┌─ DATASET RECORDS

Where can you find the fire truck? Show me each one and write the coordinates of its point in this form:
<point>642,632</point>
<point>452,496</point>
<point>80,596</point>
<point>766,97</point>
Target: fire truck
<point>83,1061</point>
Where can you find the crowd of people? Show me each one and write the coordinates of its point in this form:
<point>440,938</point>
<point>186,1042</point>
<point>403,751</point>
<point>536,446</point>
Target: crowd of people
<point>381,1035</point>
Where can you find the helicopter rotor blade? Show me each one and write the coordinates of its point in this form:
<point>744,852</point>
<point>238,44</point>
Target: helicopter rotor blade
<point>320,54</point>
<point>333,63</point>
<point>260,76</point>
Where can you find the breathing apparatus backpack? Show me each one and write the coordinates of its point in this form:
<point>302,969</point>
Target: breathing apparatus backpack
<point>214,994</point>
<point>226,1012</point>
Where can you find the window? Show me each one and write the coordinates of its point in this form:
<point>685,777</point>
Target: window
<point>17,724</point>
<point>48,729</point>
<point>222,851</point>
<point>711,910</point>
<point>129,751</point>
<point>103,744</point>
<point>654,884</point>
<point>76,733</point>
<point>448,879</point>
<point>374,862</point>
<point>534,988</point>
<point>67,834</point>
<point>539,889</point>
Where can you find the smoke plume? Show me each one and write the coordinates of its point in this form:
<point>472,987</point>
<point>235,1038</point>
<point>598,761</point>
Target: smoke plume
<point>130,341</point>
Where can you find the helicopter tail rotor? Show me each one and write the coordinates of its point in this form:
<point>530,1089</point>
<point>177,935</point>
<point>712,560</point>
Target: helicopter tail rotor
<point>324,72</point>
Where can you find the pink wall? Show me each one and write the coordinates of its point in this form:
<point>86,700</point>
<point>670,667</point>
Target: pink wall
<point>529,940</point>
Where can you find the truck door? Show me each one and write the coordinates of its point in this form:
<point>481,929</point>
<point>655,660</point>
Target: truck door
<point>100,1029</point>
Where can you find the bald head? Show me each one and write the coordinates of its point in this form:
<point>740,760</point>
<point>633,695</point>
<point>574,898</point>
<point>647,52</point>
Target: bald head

└─

TRY IT: In the listing above, find the line with "<point>403,751</point>" and the line with "<point>598,761</point>", then print exactly those lines and every line between them.

WRITTEN RESPONSE:
<point>403,751</point>
<point>536,446</point>
Target: crowd of people
<point>381,1035</point>
Where can you find the helicopter rotor blade? Show me each one and write the coordinates of its point in this form:
<point>744,852</point>
<point>238,44</point>
Target: helicopter rotor blade
<point>320,54</point>
<point>333,63</point>
<point>260,76</point>
Where can you find the breathing apparatus backpack? Show me each one and write the coordinates of its point in this form:
<point>302,969</point>
Target: breathing apparatus backpack
<point>214,994</point>
<point>226,1012</point>
Where can you find the window? Show me each one and write the coordinates of its point in this form:
<point>685,777</point>
Target: window
<point>17,724</point>
<point>48,729</point>
<point>222,851</point>
<point>711,910</point>
<point>129,751</point>
<point>103,744</point>
<point>654,884</point>
<point>76,733</point>
<point>448,879</point>
<point>374,862</point>
<point>534,988</point>
<point>67,834</point>
<point>539,889</point>
Where can you find the smoke plume? Show me each one and write the coordinates of its point in this form:
<point>472,987</point>
<point>235,1038</point>
<point>598,761</point>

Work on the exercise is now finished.